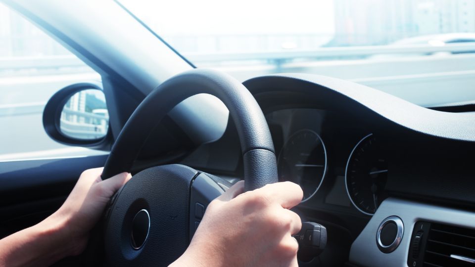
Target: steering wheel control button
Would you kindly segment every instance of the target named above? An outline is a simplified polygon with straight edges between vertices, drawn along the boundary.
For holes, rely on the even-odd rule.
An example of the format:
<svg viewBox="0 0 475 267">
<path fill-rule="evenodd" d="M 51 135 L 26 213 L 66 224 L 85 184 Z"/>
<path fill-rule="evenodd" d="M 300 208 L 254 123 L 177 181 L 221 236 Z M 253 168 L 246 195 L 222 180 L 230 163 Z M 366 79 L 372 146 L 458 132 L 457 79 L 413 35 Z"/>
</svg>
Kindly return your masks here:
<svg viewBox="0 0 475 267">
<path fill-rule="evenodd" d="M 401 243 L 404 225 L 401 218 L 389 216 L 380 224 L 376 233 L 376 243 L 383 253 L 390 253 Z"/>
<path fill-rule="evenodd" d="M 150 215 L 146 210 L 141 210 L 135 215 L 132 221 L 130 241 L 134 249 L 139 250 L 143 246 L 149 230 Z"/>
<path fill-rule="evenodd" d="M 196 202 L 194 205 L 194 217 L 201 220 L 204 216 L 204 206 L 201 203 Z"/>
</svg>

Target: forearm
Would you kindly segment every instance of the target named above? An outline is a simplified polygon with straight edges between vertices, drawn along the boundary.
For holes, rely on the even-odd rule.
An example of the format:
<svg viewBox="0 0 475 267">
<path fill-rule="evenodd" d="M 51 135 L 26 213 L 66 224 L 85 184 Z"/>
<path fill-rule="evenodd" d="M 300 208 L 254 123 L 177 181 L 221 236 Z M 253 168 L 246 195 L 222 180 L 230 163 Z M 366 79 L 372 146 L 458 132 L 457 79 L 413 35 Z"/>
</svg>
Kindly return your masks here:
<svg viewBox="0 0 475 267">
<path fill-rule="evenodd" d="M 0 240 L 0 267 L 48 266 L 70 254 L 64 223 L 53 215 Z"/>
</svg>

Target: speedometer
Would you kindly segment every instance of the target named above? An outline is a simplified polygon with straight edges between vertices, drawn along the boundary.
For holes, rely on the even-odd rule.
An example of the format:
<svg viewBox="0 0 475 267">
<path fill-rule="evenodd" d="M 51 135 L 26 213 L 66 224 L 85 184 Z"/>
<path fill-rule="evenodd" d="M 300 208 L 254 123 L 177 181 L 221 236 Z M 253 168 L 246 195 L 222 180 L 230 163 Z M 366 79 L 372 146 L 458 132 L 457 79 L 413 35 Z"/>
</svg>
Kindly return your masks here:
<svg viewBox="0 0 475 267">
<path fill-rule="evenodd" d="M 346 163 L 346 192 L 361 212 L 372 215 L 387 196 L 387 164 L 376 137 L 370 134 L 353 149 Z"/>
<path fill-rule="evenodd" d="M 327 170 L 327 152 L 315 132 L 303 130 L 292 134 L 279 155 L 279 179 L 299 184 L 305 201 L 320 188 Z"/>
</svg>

──────────────────────────────

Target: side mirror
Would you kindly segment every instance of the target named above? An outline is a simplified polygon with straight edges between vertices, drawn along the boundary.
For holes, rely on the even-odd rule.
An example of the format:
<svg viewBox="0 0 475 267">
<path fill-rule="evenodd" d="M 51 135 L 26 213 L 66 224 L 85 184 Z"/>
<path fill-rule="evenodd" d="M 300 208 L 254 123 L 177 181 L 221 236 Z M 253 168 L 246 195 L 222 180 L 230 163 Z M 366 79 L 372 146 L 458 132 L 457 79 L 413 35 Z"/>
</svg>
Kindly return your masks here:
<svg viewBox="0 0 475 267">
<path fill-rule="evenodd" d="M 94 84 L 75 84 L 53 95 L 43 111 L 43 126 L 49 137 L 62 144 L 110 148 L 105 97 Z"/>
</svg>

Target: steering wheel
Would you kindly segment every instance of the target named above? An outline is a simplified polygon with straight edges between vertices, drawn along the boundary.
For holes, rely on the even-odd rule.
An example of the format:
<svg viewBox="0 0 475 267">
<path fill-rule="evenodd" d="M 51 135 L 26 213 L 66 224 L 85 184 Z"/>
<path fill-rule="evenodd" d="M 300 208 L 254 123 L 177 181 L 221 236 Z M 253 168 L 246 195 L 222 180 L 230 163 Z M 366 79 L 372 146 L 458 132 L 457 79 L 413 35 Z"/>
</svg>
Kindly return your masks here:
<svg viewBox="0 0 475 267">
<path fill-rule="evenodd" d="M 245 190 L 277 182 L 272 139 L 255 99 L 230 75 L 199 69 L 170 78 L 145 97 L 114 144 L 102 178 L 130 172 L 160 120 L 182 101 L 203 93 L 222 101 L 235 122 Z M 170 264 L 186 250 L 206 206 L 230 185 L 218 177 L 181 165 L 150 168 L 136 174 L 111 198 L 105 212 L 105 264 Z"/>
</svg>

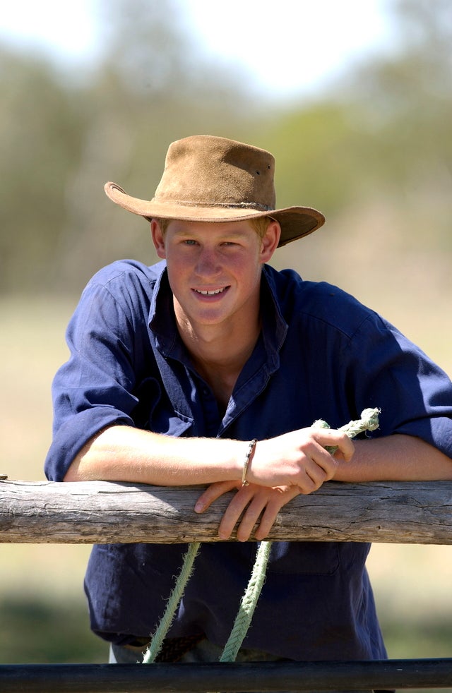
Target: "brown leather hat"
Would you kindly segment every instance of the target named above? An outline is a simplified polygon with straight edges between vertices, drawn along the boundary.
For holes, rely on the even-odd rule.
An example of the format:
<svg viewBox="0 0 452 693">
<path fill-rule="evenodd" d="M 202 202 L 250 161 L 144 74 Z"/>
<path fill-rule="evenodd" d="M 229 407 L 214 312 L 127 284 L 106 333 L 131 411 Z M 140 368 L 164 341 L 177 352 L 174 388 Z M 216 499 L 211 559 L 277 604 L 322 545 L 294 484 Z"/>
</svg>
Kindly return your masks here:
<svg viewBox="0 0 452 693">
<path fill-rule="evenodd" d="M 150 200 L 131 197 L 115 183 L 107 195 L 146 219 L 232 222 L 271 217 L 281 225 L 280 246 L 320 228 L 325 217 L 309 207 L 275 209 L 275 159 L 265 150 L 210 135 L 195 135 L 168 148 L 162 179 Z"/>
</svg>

──────────────────────────────

Exercise requirements. Locate every line of the data that contains the word "steering" and copy each of those lines.

The response.
Target: steering wheel control button
Target: steering wheel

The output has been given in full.